= Stored items from a collection =
################
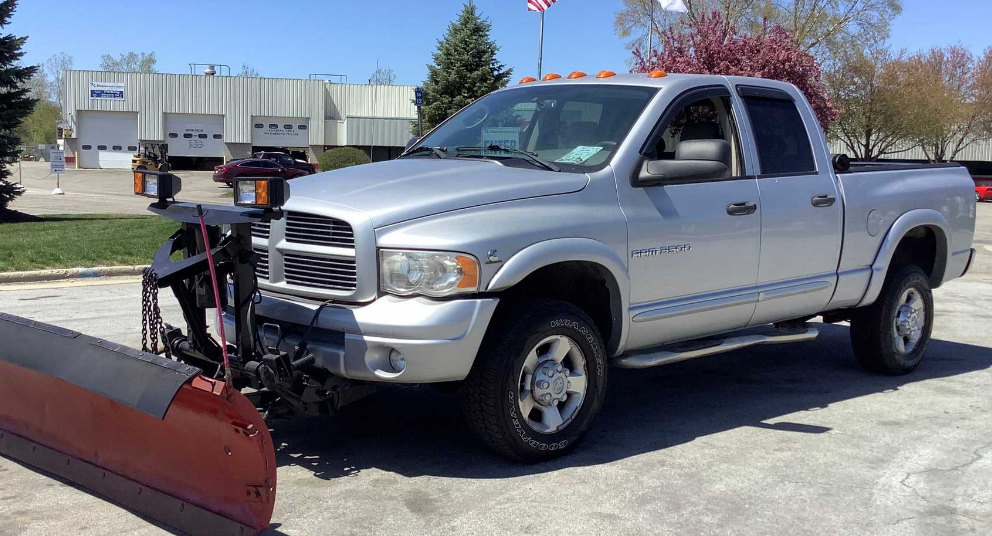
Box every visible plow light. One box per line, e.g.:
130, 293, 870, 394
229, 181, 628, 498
134, 171, 183, 201
234, 178, 289, 208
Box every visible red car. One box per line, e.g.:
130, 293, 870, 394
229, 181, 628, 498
214, 158, 308, 186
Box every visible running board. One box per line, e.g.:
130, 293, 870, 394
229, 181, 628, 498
613, 328, 820, 368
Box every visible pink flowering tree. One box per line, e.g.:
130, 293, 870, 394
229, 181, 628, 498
632, 11, 839, 131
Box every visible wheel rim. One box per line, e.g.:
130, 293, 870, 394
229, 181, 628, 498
517, 335, 587, 434
892, 288, 927, 355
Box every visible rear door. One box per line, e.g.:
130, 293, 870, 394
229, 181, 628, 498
737, 85, 843, 325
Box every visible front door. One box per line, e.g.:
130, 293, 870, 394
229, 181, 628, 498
618, 85, 763, 349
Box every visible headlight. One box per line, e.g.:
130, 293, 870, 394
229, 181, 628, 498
379, 249, 479, 296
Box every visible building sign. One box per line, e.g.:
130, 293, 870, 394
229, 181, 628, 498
48, 150, 65, 173
90, 82, 124, 100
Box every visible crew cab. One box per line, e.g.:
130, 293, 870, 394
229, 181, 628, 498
225, 71, 976, 460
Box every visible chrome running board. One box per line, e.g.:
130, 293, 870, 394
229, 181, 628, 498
613, 328, 820, 368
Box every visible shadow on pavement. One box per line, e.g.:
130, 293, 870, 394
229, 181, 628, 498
272, 324, 992, 479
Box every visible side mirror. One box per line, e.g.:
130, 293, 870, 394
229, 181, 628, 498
630, 140, 730, 188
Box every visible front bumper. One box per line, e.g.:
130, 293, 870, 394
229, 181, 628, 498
224, 296, 499, 383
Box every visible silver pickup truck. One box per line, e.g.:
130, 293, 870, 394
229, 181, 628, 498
231, 72, 975, 460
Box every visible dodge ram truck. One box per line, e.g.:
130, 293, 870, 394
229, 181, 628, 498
224, 71, 975, 461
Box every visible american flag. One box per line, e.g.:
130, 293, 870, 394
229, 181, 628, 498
527, 0, 558, 11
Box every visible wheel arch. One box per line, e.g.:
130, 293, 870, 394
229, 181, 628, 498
857, 209, 951, 307
486, 238, 630, 356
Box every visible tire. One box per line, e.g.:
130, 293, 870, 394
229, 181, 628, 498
851, 265, 933, 376
459, 300, 607, 462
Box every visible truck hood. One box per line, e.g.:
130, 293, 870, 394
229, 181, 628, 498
287, 158, 589, 227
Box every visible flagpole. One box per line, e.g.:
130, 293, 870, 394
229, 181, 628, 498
537, 11, 544, 80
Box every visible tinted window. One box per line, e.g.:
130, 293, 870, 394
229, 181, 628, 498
744, 97, 816, 175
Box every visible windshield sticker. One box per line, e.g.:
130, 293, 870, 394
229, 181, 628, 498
555, 145, 603, 164
480, 127, 520, 156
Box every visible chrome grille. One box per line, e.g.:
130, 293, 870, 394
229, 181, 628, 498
251, 221, 271, 238
283, 253, 358, 290
284, 212, 355, 249
251, 247, 269, 279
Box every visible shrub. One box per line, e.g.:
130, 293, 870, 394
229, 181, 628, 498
319, 147, 371, 171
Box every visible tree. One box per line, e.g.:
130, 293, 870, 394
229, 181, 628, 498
423, 1, 513, 131
899, 46, 992, 162
0, 0, 38, 212
632, 11, 837, 131
238, 63, 260, 78
613, 0, 902, 60
824, 46, 912, 161
100, 52, 158, 73
369, 67, 396, 86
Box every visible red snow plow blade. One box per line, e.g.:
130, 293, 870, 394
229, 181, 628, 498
0, 313, 276, 535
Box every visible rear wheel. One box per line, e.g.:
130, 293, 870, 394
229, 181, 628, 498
851, 266, 933, 375
459, 300, 606, 461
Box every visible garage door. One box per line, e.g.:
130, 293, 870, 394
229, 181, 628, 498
78, 111, 138, 169
251, 116, 310, 147
165, 114, 224, 157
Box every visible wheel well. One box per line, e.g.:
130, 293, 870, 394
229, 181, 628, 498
889, 225, 947, 288
497, 261, 623, 355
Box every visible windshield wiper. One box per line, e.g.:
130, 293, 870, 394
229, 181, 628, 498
397, 145, 448, 158
455, 144, 561, 171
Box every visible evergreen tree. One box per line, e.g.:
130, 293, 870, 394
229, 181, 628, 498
0, 0, 38, 212
423, 0, 513, 132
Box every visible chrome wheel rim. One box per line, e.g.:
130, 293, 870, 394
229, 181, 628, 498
892, 288, 927, 355
517, 335, 587, 434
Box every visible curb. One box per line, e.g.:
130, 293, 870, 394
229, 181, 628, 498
0, 265, 148, 285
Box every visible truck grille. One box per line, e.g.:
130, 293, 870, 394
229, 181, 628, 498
251, 246, 269, 279
282, 253, 358, 290
251, 221, 271, 239
284, 212, 355, 248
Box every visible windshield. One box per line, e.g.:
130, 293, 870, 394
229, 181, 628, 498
414, 84, 657, 173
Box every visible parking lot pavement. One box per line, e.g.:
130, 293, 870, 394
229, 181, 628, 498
0, 274, 992, 536
10, 162, 231, 216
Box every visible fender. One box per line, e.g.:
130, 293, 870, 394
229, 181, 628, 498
486, 238, 630, 355
857, 208, 951, 307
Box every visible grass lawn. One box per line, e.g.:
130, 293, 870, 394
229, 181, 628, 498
0, 214, 179, 272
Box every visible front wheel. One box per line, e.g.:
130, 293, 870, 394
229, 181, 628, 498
851, 266, 933, 375
459, 300, 606, 462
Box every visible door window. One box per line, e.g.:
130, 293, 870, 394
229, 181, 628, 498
744, 97, 816, 175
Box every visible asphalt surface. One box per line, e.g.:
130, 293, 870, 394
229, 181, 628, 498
0, 205, 992, 536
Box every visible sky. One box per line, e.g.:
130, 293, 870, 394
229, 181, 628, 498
4, 0, 992, 85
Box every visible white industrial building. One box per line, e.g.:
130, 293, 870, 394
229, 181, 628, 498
60, 71, 417, 168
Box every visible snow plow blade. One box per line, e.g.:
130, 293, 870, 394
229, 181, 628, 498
0, 313, 276, 536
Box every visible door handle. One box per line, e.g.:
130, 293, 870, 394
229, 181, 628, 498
809, 194, 837, 208
727, 201, 758, 216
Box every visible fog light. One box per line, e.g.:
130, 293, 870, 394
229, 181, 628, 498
389, 348, 406, 373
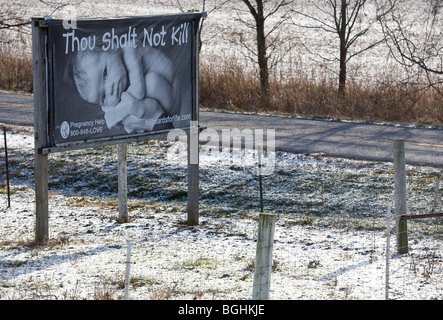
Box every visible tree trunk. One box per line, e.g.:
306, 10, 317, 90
338, 0, 348, 96
256, 16, 269, 107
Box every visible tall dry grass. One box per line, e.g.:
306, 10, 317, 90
200, 60, 443, 126
0, 51, 443, 126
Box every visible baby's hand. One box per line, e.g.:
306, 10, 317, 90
102, 92, 135, 129
120, 92, 145, 119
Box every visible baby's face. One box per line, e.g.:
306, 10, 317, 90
80, 52, 128, 107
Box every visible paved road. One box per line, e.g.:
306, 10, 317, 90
0, 92, 443, 169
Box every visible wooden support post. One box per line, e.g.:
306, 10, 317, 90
117, 143, 128, 223
32, 19, 49, 244
252, 213, 276, 300
434, 174, 441, 213
188, 121, 199, 226
3, 127, 11, 208
394, 140, 409, 254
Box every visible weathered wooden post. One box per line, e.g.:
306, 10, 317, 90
385, 206, 392, 300
117, 143, 128, 223
3, 127, 11, 208
32, 18, 49, 244
252, 213, 276, 300
394, 139, 409, 254
188, 121, 200, 226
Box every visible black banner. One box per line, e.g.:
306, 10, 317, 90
47, 13, 202, 146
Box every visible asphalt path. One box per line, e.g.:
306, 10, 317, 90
0, 92, 443, 169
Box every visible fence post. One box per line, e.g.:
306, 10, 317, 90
125, 240, 132, 300
3, 127, 11, 208
385, 206, 392, 300
117, 143, 128, 223
188, 121, 199, 226
32, 19, 49, 244
394, 139, 409, 254
434, 171, 441, 213
252, 213, 276, 300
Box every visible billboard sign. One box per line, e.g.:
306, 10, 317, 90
47, 13, 202, 147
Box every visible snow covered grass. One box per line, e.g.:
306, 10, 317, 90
0, 128, 443, 299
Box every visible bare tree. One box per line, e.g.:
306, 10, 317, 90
154, 0, 230, 51
234, 0, 294, 106
294, 0, 383, 95
378, 0, 443, 94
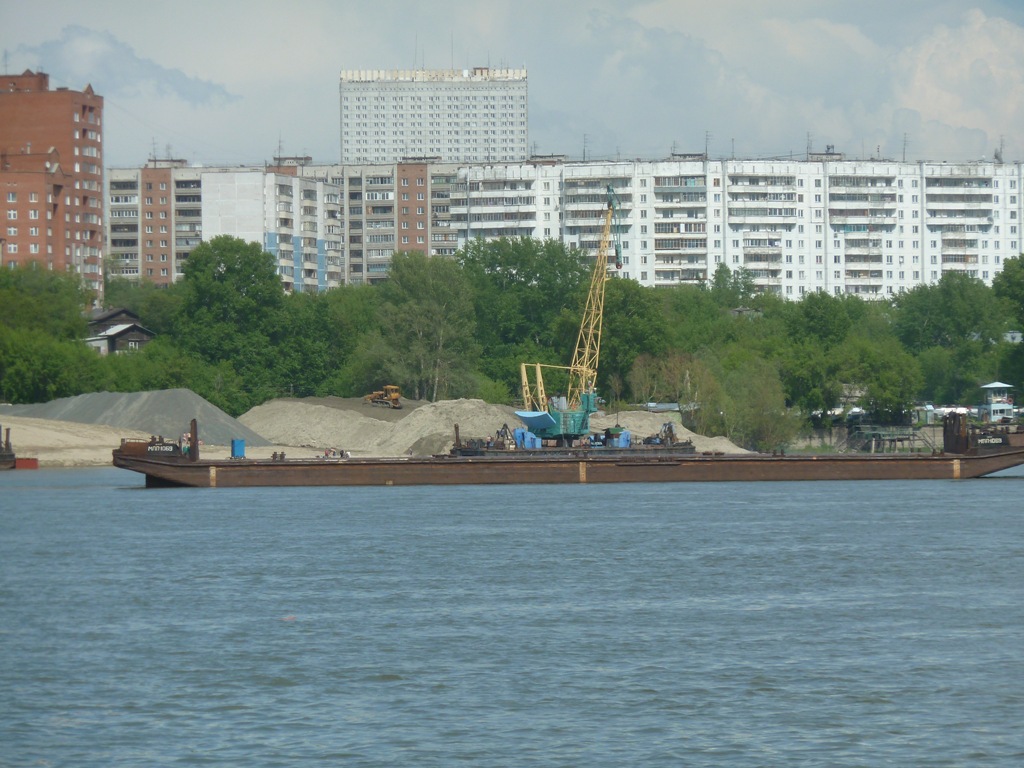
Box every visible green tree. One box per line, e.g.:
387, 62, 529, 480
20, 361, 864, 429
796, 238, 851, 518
################
= WORK REQUIRED =
Write out the records again, from the start of the records up to and including the line containing "618, 85, 763, 349", with every line present, and shift each box coordinate in the answers by -138, leaving the requests and their sample boxes unchanged. Omit the pictures from your answer.

= EXERCISE RESPONSE =
Box every visible plow light. One box per line, e.g.:
130, 293, 870, 394
229, 181, 628, 498
-4, 33, 45, 63
96, 40, 151, 70
Box every visible red car. One box per line, e.g.:
130, 293, 870, 394
229, 181, 628, 498
76, 20, 170, 48
Box every visible running board. One box per line, e.g.:
130, 293, 870, 394
229, 181, 628, 498
475, 190, 682, 230
Box every visible pink flowering tree. One box per line, e.g.:
130, 293, 870, 394
229, 181, 628, 498
494, -127, 701, -7
Box every visible wheel rim. One box per line, e.g.:
130, 293, 870, 394
229, 181, 628, 498
379, 197, 449, 296
754, 150, 789, 217
Box every visible rear door. One box per line, e.g.:
130, 293, 870, 394
229, 181, 628, 498
599, -53, 705, 187
Box every visible front door. One box per line, e.g.:
130, 293, 870, 394
229, 181, 628, 498
480, -53, 625, 211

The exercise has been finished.